Object outline annotations:
════
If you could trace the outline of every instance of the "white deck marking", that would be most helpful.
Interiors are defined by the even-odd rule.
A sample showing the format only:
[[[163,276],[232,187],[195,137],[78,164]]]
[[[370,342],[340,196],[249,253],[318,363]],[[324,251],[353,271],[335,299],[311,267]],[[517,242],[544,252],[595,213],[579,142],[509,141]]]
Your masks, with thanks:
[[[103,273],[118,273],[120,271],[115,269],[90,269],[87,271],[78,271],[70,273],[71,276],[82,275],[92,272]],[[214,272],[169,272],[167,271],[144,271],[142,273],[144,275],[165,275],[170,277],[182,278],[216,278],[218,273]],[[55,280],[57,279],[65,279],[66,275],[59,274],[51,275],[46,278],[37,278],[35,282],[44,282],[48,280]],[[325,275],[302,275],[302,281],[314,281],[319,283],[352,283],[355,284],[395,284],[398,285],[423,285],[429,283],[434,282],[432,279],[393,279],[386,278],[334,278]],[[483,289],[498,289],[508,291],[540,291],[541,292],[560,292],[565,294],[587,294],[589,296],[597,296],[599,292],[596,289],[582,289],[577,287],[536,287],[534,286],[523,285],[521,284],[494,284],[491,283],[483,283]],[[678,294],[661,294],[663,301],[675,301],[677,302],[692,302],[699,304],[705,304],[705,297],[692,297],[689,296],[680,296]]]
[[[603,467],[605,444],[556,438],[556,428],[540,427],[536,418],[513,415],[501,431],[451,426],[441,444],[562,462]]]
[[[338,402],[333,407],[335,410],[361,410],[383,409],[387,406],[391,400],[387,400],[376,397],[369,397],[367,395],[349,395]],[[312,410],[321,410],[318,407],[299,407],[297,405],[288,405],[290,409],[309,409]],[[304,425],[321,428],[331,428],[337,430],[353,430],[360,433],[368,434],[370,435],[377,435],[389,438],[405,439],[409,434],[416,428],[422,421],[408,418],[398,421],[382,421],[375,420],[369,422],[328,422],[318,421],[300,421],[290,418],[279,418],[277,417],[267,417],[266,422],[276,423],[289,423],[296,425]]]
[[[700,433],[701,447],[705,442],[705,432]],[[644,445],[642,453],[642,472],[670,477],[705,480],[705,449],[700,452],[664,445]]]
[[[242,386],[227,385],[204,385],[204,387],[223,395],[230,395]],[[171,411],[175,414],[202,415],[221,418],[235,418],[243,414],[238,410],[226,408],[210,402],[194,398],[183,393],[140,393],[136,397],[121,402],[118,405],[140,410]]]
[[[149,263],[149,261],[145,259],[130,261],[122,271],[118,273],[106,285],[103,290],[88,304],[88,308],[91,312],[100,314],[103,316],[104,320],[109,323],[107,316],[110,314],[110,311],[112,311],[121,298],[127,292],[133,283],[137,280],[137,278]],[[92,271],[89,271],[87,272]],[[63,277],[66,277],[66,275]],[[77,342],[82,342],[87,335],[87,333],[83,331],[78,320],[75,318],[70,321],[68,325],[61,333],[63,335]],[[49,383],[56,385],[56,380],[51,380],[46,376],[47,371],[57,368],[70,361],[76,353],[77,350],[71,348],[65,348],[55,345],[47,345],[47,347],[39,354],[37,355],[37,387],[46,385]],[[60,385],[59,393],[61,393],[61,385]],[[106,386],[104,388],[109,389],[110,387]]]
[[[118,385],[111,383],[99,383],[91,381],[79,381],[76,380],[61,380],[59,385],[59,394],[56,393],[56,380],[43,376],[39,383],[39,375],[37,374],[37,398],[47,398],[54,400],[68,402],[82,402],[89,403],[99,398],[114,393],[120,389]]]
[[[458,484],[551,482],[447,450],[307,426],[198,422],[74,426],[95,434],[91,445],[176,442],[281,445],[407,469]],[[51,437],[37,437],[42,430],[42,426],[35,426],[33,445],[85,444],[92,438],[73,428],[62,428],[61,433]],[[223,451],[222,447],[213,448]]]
════
Task statement: Render the listing from its first line through the line containing "Your masks, with" as a numbered list, omitting any blank lines.

Task solution:
1. If you could trace the outline of every instance of the "white deck marking", that would be most helpful.
2. Interiors are defined by the even-odd rule.
3. A sample showing the format only:
4. [[[163,276],[232,187],[195,137],[78,164]]]
5. [[[370,342],[340,196],[249,253],[318,363]],[[324,251],[353,271],[335,299],[311,267]],[[517,242],[544,252],[595,213],[579,142],[509,141]]]
6. Your masks, with thanks:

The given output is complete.